▶ _Work to complete_:
- 1) Copy out the passage of the London broil post from "London Broil and" up to and including "take to work.".
- 2) Carry on the London broil post from where it stops.

Friday, July 31, 2009

London Broil and "Pommes Patricia"


My grocer had London broil on sale, 2 for 1, which worked out to $2.65 a pound for a cut of beef that has virtually no visible fat and is boneless. It isn't the world's most tender cut of beef, but it's pretty versatile, and quite flavorful. The important thing, no matter how you cook it, is to slice it across the grain when it's done, and as thinly as possible. If you slice it with the grain or in big chunks, your teeth and jaw have to deal with the long muscle fibers. If you cut it across the grain, the knife has done the work and it "feels" as tender as, oh, filet mignon!

Each package was about 1-3/4 pounds. I wrapped one in foil and labeled it and stuck it in the freezer. If you calculate it at about 4 ounces a person, one of these pieces would serve 4. Or 1 meal and three magnificent sandwiches to take to work.

Most recipes I've seen for London broil call for marinating it, at least 4 hours and up to 24. While marinating might not really do much to tenderize it, it might help a little and it definitely adds flavor. What flavor depends on the marinade, but the basics are garlic, herbs, salt, pepper, and two kinds of liquid: something sweetish and fruity, and something acidic, such as vinegar. I had a little peach-white grape juice sitting around, so I used it for the sweetish fruity part. Other options include wine, ale or even tequila. For the vinegar, balsamic is nice, but anything you have on hand will work. Some recipes add Worcestershire sauce or Dijon mustard. Or honey or cherry preserves. I would avoid using more than 4-5 ingredients other than salt and pepper, just because it might get, well, weird. So if I used tequila, I wouldn't also use mustard and cherry jam.

So here's what I did.
For the marinade
In my biggest Pyrex measuring cup, stir up:
--6 cloves of roughly chopped garlic
--1 shallot (because it was leftover and I might as well)
--six inches worth of fresh rosemary (strip the needles or leave the stems on, because this will get tossed out anyway, so no worries)
--about 1/4 cup of peach-grape juice
--about 1/4 cup of wine vinegar
-- salt and pepper


Some recipes call for mixing up the marinade in a food processor or blender. If you like washing yours, fine, use it. I used a fork.

▶ _Recorded data_:
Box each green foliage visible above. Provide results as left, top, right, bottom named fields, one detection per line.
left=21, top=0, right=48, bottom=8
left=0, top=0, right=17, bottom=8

▶ _Responses to the tasks_:
- 1)
London Broil and "Pommes Patricia"


My grocer had London broil on sale, 2 for 1, which worked out to $2.65 a pound for a cut of beef that has virtually no visible fat and is boneless. It isn't the world's most tender cut of beef, but it's pretty versatile, and quite flavorful. The important thing, no matter how you cook it, is to slice it across the grain when it's done, and as thinly as possible. If you slice it with the grain or in big chunks, your teeth and jaw have to deal with the long muscle fibers. If you cut it across the grain, the knife has done the work and it "feels" as tender as, oh, filet mignon!

Each package was about 1-3/4 pounds. I wrapped one in foil and labeled it and stuck it in the freezer. If you calculate it at about 4 ounces a person, one of these pieces would serve 4. Or 1 meal and three magnificent sandwiches to take to work.

- 2)
Put the meat in a non-reactive container -- either a zip-top plastic bag or a Pyrex or ceramic dish that has a tight fitting cover. Add the marinade. If using a plastic bag, squeeze out as much air as you can before sealing. And put it in a dish or pan before you put it in the fridge, just in case. Marinate for up to 24 hours, turning at least once or twice. Do not be dismayed as the outside of the meat turns brownish in the marinade. It is supposed to do that.

I marinated mine for 5 hours and only turned it once.

Now, very important: Before cooking, dry the meat off very thoroughly. Otherwise, the outside will not brown, it will steam. Ick. This is one of the few things I use paper towels for. You could be even more eco-friendly and use clean dish towels, but then they wouldn't be clean any more, would they? I do compost the paper towels. Also be sure to wipe away the garlic, etc., which will burn. Do not be afraid to press down firmly on the meat. I have not heard of actually using a meat pounder, but I have heard of putting weights on while grilling. I think a good firm press down, in conjunction with thorough drying off, is effective enough.

You could slap this on a grill, or heed the wisdom of Alton Brown, who points out that an outdoor gas grill is just an upside down gas broiler, or vice versa. I used my indoor gas broiler and STILL got two mosquito bites. No way I was going outside. Six inches from the heat source is a good guide, but you are the only one who knows your grill or broiler.

I like mine brown on the outside but red in the middle, so 4 minutes on one side, 4-5 on the other. As always, let it rest for 10 minutes or so before slicing. As I mentioned above, slice it thinly across the grain. It will probably be a rectangle, so across the grain means the short way.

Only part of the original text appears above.